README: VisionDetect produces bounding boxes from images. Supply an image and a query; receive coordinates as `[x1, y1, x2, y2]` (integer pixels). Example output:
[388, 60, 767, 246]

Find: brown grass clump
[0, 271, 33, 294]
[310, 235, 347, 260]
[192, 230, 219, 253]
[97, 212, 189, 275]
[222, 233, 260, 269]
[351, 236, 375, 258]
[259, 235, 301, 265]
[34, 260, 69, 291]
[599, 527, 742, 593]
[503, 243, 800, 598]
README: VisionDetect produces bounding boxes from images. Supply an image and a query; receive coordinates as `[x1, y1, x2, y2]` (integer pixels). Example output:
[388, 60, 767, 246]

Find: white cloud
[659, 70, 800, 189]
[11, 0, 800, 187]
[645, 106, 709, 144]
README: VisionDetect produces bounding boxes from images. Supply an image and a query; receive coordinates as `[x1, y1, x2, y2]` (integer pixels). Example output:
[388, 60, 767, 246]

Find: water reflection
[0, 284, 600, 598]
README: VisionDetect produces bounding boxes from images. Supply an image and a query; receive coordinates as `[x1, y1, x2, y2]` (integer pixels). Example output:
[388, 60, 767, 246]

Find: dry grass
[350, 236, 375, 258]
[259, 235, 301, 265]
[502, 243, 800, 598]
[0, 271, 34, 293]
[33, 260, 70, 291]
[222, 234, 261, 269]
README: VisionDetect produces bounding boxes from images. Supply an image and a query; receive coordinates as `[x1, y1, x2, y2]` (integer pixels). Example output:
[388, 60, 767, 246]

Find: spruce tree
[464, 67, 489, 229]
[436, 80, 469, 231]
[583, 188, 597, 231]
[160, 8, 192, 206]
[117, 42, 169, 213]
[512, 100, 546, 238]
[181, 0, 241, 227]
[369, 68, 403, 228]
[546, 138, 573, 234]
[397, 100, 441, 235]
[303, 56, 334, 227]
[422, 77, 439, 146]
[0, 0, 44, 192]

- - -

Exercise details:
Please arrange every line of the listing above as a Markdown table with two columns, Number and Text, giving each line a row number and leaving out blank lines.

Task answer:
| Number | Text |
|---|---|
| 1 | README: VisionDetect produces bounding boxes from images. Supply an image and a query; receive coordinates as `[x1, y1, x2, y2]` (integer pixels). Example output: |
| 2 | [388, 60, 767, 246] |
| 3 | Find: brown grass clump |
| 4 | [0, 271, 33, 294] |
| 5 | [310, 235, 347, 260] |
| 6 | [192, 230, 219, 253] |
| 7 | [97, 212, 189, 275] |
| 8 | [222, 233, 260, 269] |
| 9 | [351, 236, 375, 258] |
| 10 | [259, 235, 301, 265] |
| 11 | [34, 260, 69, 291] |
| 12 | [599, 527, 742, 593] |
| 13 | [503, 243, 800, 598] |
| 14 | README: VisionDetect produces bounding boxes from images. Supply an image and a query; receive coordinates as `[x1, y1, x2, y2]` (integer pixels). Example output: |
| 15 | [388, 60, 767, 246] |
| 16 | Find: white cloud |
| 17 | [659, 70, 800, 189] |
| 18 | [11, 0, 800, 187] |
| 19 | [645, 106, 709, 144] |
| 20 | README: VisionDetect produces bounding boxes from images. Supply an image and a query; receive coordinates as `[x1, y1, x2, y2]` (integer pixels). Example output: |
| 21 | [388, 60, 767, 246] |
| 22 | Find: water reflection |
| 23 | [0, 284, 600, 598] |
| 24 | README: VisionDetect produces bounding boxes from images. Supply an image and a query; receive coordinates as `[x1, y1, x2, y2]` (integer pixels). Example output: |
| 25 | [388, 60, 767, 246] |
| 26 | Find: dry grass |
| 27 | [350, 236, 375, 258] |
| 28 | [259, 235, 301, 265] |
| 29 | [502, 243, 800, 598] |
| 30 | [0, 271, 34, 293] |
| 31 | [33, 260, 70, 291] |
| 32 | [222, 234, 261, 269] |
| 33 | README: VisionDetect produces bounding boxes from images. Supply an image and a query; receive coordinates as `[x1, y1, x2, y2]` (integer pixels). Example output: |
| 34 | [388, 60, 767, 246] |
| 35 | Find: spruce tree |
| 36 | [464, 67, 489, 229] |
| 37 | [436, 80, 469, 231] |
| 38 | [583, 188, 597, 231] |
| 39 | [160, 8, 192, 206] |
| 40 | [117, 42, 169, 213] |
| 41 | [512, 100, 546, 238] |
| 42 | [181, 0, 241, 227] |
| 43 | [369, 68, 403, 228] |
| 44 | [546, 138, 573, 234] |
| 45 | [397, 100, 441, 235] |
| 46 | [303, 56, 334, 227] |
| 47 | [422, 77, 439, 146] |
| 48 | [0, 0, 44, 192] |